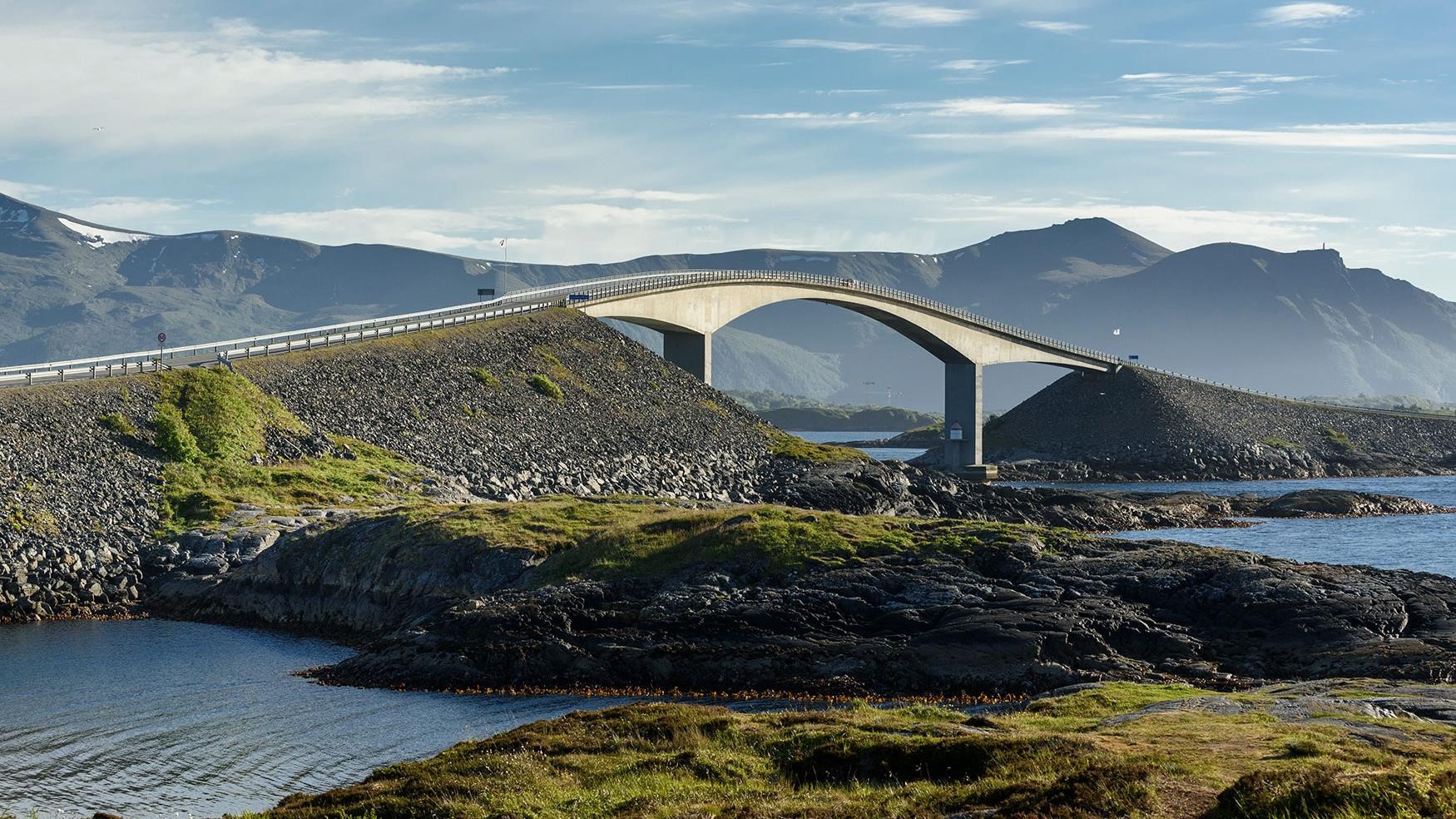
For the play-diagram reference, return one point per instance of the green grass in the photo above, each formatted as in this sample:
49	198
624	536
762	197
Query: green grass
--
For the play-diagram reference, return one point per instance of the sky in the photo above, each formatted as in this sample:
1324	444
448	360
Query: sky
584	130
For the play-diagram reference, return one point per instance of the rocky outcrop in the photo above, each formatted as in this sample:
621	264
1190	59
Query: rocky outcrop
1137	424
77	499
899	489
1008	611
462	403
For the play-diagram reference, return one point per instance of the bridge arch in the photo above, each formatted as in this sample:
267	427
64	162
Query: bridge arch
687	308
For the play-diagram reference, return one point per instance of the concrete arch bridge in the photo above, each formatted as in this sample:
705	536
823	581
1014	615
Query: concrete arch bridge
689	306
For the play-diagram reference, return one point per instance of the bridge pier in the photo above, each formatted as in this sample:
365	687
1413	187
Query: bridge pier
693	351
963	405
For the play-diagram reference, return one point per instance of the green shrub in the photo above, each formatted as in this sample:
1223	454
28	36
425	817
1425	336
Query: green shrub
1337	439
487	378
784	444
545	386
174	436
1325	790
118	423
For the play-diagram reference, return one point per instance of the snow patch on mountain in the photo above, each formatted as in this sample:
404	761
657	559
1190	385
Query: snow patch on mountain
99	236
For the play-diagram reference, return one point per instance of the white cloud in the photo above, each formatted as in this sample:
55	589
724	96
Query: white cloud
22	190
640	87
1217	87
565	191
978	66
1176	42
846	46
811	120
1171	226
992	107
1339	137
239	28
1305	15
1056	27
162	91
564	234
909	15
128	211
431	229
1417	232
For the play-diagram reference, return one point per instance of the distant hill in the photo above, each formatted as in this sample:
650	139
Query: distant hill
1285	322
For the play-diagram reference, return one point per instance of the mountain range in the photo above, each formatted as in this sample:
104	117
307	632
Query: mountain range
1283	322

_Work instructions_
The expected answer is every line in the data above that carries the string "grass".

_Task solution_
For the play-diagram reference, return one point per instance of the green grass in the photo above, each formatted as in this sample:
Query: green grass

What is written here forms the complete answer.